Hap Sharp and Jim Hall were two former F1 drivers who sought to combine their knowledge of racing and race engineering to develop single-seaters capable of winning championships in both the United States and Europe.
After developing up to 8 different models, the goal for Chaparral in 1970 was to win the Canadian-American Challenge Cup (CanAm), a championship contested between Canada and the United States in the 1960s and 1970s. After the failure of the Chaparral 2G in 1967 and the 2H in '69, mainly due to reliability problems, Chaparral brought out the 2J model, with which Sharp and Hill sought to take full advantage of the ground effect. The result left all their competition speechless.
The Canadian-American Challenge Cup was disputed between Canada and the United States, and prototypes with engines of any displacement, ground effect, free aerodynamics and exotic materials were allowed to be used.
The 2J was a single-seater with a shape never seen before, a box with wheels, a brick with a Chevrolet V8 in the back. Unlike its predecessors, the 2J had no spoilers, no aerodynamic attachments, no complex shapes. The sloping front end and two small rear spoilers were the only aerodynamic elements of the 2J, in addition to the rear wheel fairing.
This new Chaparral had side strips - made from a polycarbonate resin - on the lower part of the chassis, which together with the rear suspension elements allowed the single-seater to always be only a few millimetres off the ground, despite lateral forces or irregularities in the road surface. This sealed the bottom of the car against the asphalt and channelled the air coming in through the front of the car to the rear, where the real secret of the 2J was to be found.
This was none other than two fans from a tank driven by a Rockwell twin-cylinder 274 CC engine from a snowmobile. In this way, the suction force of the fans sucked in all the air entering the front of the 2J, creating a vacuum zone at the rear axle that generated a downforce of over 1 G. This idea may seem rather strange, but Red Bull used a similar system in their RB7. The energy drink brand's principle was the same as Jim Hall's: to create an airflow over the bottom of the car that causes a depression at the rear of the car that sticks the rear axle to the tarmac, improving traction and cornering.
Hall devised a system that created suction on the rear axle, literally gluing the 2J to the asphalt.
With these elements, Chaparral's new model didn't lose downforce at low speeds, or in sharp corners, or even in crosswinds, situations that are still a headache for engineers and designers today.
Chaparral didn't neglect the mechanical side of its creations either. The 2J was powered by a powerful Chevrolet V8 7620 CC engine that developed a not inconsiderable 760 hp, linked directly to an automatic gearbox developed by Chaparral. In addition, the torque figures developed by this V8 -about 800 Nm- together with the suction effect of the fans made the single-seater practically unbeatable in acceleration phases at the exit of the tightest turns. The chassis was made of aluminum, and the body panels were made entirely of carbon fiber, which allowed the new 2J to have an unladen weight of about 820 kg.

**Written request**
Rewrite the Chaparral 2J text, starting with "After developing up" and going on through "to be used.", putting "underbody downforce" in place of "ground effect".

**Raw data**
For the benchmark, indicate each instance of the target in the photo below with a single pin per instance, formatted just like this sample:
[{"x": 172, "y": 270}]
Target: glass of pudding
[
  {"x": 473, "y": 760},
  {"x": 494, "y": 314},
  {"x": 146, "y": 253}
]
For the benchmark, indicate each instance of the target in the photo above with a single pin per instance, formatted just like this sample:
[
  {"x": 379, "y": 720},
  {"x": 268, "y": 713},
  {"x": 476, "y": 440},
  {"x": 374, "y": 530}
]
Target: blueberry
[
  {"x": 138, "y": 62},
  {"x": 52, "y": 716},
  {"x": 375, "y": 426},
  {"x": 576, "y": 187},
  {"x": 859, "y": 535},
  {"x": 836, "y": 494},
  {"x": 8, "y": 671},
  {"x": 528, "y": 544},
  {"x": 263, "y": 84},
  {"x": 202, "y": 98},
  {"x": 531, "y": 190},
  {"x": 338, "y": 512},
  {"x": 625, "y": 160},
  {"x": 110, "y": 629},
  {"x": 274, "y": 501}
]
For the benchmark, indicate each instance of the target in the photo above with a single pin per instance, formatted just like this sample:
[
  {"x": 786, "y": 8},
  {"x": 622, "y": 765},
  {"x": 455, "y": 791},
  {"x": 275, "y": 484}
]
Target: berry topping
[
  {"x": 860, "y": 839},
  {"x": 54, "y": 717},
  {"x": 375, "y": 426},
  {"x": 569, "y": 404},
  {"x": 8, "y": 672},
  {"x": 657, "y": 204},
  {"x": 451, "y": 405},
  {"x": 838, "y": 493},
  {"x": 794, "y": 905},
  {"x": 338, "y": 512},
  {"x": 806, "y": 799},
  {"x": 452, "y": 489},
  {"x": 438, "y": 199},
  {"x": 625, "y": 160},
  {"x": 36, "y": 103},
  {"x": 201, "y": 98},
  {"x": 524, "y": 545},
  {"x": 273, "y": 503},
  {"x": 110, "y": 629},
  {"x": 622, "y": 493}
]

**Solution for this task**
After developing up to 8 different models, the goal for Chaparral in 1970 was to win the Canadian-American Challenge Cup (CanAm), a championship contested between Canada and the United States in the 1960s and 1970s. After the failure of the Chaparral 2G in 1967 and the 2H in '69, mainly due to reliability problems, Chaparral brought out the 2J model, with which Sharp and Hill sought to take full advantage of the underbody downforce. The result left all their competition speechless.
The Canadian-American Challenge Cup was disputed between Canada and the United States, and prototypes with engines of any displacement, underbody downforce, free aerodynamics and exotic materials were allowed to be used.